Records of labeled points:
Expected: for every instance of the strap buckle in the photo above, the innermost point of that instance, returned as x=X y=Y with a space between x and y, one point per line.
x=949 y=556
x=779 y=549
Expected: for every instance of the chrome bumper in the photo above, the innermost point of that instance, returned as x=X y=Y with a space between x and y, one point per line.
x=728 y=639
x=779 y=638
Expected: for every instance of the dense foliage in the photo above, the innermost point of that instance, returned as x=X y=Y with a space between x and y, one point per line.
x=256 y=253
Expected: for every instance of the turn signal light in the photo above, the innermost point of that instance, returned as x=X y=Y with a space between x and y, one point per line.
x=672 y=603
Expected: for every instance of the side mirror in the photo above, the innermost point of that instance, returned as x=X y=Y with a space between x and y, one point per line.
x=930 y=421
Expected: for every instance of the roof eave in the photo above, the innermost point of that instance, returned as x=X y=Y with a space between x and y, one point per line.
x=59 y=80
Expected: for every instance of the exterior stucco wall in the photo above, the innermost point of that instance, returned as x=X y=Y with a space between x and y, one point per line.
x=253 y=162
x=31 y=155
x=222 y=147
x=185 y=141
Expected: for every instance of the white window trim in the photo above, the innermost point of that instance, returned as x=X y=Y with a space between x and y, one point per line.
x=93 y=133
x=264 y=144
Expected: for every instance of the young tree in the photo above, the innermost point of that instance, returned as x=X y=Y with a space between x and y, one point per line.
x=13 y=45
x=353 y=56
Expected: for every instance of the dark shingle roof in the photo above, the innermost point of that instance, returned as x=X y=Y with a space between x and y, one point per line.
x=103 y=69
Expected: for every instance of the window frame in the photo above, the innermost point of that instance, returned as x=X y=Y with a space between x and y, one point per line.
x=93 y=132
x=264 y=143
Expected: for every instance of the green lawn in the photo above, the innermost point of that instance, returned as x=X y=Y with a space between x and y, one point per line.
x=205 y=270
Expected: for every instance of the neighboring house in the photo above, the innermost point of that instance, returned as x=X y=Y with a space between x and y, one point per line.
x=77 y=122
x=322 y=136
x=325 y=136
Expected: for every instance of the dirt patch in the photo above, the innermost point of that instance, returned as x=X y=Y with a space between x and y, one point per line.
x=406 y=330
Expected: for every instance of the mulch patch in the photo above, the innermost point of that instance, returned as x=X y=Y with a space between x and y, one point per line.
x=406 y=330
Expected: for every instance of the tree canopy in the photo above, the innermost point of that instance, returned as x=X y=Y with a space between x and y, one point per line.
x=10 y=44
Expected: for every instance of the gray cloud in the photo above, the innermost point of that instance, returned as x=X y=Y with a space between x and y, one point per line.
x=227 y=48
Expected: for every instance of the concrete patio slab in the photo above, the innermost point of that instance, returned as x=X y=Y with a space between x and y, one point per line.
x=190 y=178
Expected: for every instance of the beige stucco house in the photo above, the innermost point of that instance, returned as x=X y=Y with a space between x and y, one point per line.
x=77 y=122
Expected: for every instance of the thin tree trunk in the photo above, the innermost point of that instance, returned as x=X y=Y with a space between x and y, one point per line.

DO THIS: Please render the lines above as a JSON list of strings, one string per line and no blank lines, starting at the line that contains "Expected: for every instance of the turn" and stopping after the line that contains "x=264 y=144".

RESULT BELOW:
[
  "Expected: for every instance of the turn signal light in the photo above, the innermost point of that instance, returned as x=X y=Y with a space between x and y, one point per line.",
  "x=672 y=603",
  "Expected: for every instance of the side mirror in the photo above, the innermost point of that instance, returned as x=X y=Y with a space between x and y, one point per line.",
  "x=930 y=421",
  "Expected: for every instance of the roof eave in the photo above, the innermost point of that instance, returned as x=X y=Y with a space between x and y, one point per line.",
  "x=59 y=80",
  "Expected: for every instance of the exterior stucco wall in the photo above, the innermost point of that instance, returned as x=X y=Y with a space between x and y, one point per line.",
  "x=253 y=162",
  "x=31 y=155",
  "x=222 y=147",
  "x=185 y=141",
  "Expected: for every instance of the white window trim in the photo above, the innermost point of that instance, returned as x=X y=Y with a space between x and y, one point per line.",
  "x=93 y=133",
  "x=264 y=144"
]